(Dataset rows)
- - - -

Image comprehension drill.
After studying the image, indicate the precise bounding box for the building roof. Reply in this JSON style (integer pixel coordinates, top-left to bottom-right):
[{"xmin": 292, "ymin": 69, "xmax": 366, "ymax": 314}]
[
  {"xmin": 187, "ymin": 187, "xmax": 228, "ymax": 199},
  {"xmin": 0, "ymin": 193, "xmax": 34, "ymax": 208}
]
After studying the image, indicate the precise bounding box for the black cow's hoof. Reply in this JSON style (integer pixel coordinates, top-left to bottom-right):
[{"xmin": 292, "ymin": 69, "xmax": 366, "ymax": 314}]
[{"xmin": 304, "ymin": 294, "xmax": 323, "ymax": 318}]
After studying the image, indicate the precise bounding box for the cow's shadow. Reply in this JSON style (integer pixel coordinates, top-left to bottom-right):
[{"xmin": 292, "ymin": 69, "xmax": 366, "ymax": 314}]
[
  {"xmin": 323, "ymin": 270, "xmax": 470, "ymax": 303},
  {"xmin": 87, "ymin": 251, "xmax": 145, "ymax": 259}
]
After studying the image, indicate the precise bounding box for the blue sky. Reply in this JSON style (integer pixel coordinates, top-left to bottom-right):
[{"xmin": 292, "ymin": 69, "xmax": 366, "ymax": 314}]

- - - -

__PROBLEM TO SOLVE__
Please write out all the records again, substituting "exact" for "precise" and leaving everything else as it is.

__RESPONSE TO THE EXERCISE__
Image comprehension drill.
After studying the image, indicate the exact bounding box for the building roof. Reply in this JSON style (integer pixel coordinates, top-left to bottom-right):
[{"xmin": 292, "ymin": 69, "xmax": 366, "ymax": 314}]
[
  {"xmin": 187, "ymin": 187, "xmax": 228, "ymax": 199},
  {"xmin": 0, "ymin": 193, "xmax": 34, "ymax": 208}
]
After studying the image, indicate the exact bounding box for the black cow's hoof. Reply in this JSON style (integer pixel coordinates, top-left to bottom-right):
[{"xmin": 292, "ymin": 69, "xmax": 366, "ymax": 314}]
[{"xmin": 304, "ymin": 294, "xmax": 323, "ymax": 318}]
After studying the image, indicate the exact bounding box for the cow's shadow. Reply in this JSON style (integer pixel coordinates, top-left to bottom-right):
[{"xmin": 292, "ymin": 69, "xmax": 366, "ymax": 314}]
[
  {"xmin": 323, "ymin": 270, "xmax": 470, "ymax": 303},
  {"xmin": 87, "ymin": 251, "xmax": 145, "ymax": 259}
]
After studying the image, indicate the exact bounding box for the blue sky. Reply in this JSON style (integer pixel coordinates, top-left to bottom-right):
[{"xmin": 292, "ymin": 69, "xmax": 366, "ymax": 314}]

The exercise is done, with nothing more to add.